- [WHAT THE TASK REQUIRES]:
Please pick out and copy each line of the material below that contains the word "petal". Case counts.

- [AVAILABLE RECORDS]:
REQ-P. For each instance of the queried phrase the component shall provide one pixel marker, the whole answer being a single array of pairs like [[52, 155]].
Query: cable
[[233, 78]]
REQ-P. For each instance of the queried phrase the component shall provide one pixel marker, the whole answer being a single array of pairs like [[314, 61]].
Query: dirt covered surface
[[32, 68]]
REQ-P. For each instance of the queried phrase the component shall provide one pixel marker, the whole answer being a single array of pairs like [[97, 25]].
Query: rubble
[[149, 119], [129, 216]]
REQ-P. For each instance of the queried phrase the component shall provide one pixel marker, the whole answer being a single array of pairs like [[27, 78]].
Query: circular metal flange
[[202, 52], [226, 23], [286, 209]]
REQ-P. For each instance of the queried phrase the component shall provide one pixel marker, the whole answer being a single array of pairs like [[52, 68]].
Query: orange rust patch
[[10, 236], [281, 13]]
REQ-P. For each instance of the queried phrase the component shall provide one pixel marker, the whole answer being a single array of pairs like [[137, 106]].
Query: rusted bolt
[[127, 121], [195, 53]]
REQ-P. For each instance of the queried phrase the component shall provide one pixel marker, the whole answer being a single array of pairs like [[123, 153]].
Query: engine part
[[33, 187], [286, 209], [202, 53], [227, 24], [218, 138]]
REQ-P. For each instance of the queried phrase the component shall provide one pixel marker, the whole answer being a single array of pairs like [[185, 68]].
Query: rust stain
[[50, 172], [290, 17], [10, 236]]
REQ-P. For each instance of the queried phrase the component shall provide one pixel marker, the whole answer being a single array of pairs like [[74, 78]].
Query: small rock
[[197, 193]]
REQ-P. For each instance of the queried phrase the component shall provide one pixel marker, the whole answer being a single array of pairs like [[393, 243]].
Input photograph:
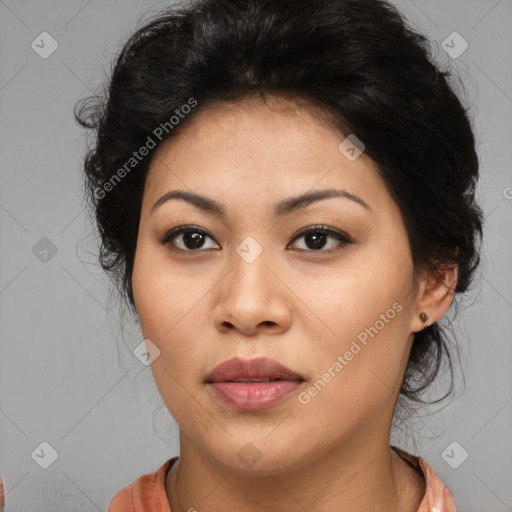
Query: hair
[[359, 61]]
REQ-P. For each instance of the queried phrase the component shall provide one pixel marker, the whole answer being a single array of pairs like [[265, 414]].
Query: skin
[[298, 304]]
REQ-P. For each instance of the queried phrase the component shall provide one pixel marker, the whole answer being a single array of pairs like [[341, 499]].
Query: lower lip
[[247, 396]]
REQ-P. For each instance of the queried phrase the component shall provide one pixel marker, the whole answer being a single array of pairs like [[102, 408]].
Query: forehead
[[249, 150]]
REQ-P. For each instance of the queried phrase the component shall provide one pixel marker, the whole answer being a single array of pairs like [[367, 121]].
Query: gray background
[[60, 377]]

--

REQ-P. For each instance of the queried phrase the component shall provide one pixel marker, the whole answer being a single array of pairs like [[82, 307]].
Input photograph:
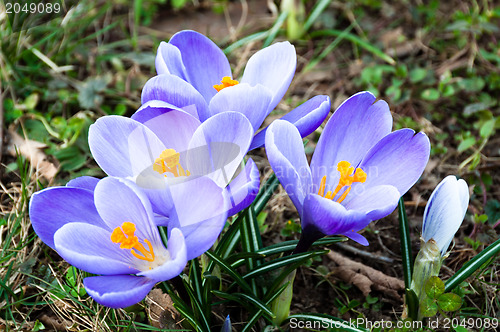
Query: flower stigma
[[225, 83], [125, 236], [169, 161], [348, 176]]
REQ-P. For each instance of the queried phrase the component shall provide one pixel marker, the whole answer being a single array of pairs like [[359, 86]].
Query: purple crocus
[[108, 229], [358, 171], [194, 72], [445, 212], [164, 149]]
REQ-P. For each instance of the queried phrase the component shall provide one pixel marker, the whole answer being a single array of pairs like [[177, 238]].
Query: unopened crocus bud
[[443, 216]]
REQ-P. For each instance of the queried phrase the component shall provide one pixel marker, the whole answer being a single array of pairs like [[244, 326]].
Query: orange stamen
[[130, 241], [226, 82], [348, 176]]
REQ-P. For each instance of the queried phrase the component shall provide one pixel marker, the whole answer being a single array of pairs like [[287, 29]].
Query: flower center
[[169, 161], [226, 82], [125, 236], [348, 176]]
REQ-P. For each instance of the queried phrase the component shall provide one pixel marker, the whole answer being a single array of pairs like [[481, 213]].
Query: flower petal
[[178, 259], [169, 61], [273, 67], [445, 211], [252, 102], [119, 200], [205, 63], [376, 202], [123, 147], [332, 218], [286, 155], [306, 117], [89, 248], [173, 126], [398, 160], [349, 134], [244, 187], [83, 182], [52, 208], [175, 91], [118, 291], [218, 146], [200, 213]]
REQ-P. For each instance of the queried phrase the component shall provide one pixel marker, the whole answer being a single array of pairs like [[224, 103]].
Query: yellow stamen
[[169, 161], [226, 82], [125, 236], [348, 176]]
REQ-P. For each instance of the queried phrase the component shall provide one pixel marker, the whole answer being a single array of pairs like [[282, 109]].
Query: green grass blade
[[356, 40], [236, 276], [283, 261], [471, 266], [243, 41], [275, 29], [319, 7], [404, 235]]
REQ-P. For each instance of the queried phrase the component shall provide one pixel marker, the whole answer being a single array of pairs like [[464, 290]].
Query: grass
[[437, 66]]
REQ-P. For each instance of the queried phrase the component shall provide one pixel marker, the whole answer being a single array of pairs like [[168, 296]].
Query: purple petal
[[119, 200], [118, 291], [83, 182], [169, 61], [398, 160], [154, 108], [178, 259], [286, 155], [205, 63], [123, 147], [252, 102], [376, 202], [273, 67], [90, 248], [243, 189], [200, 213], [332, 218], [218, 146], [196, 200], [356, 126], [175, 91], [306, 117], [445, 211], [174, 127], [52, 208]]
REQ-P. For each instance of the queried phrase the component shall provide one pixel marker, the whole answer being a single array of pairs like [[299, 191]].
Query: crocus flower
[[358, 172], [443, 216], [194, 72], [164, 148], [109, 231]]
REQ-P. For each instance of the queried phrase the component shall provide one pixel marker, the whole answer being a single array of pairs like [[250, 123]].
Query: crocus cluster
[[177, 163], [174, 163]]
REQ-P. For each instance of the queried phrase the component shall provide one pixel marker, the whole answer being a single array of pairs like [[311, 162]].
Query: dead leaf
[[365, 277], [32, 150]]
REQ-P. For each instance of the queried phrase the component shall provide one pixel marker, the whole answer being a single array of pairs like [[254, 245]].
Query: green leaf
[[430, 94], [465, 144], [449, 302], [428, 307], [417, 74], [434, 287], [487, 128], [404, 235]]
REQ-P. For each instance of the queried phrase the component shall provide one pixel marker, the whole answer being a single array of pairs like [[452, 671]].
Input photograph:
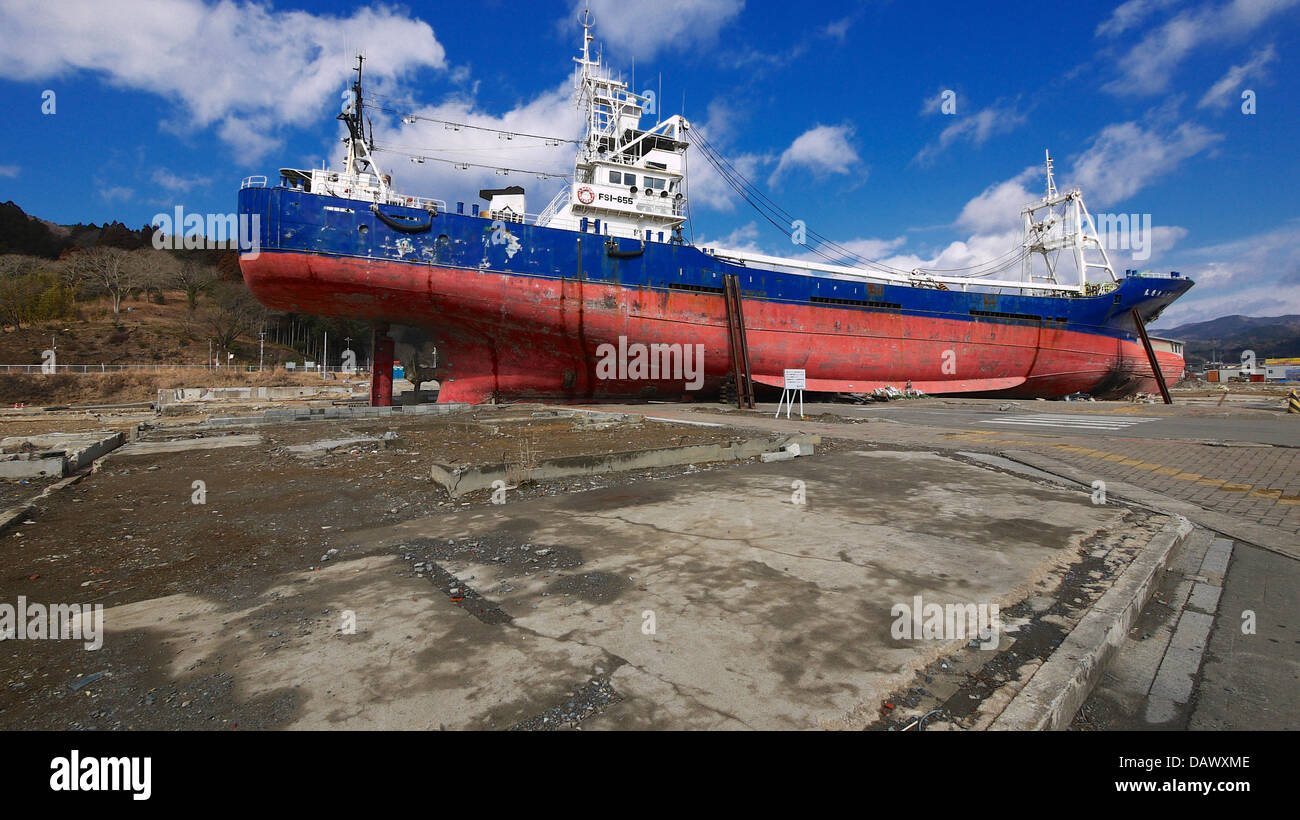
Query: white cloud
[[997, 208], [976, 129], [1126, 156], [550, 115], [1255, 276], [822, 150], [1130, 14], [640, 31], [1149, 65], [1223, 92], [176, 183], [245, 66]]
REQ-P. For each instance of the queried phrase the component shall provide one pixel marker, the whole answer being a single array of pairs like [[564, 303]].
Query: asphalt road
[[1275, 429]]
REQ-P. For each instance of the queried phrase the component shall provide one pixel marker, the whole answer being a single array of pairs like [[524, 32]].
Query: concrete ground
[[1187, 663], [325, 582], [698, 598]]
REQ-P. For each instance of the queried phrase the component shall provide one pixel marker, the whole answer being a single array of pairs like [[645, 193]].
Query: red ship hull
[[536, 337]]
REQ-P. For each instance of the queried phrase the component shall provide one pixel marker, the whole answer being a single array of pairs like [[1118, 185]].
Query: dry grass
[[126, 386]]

- [TASK RESPONSE]:
Query: flower petal
Query: purple petal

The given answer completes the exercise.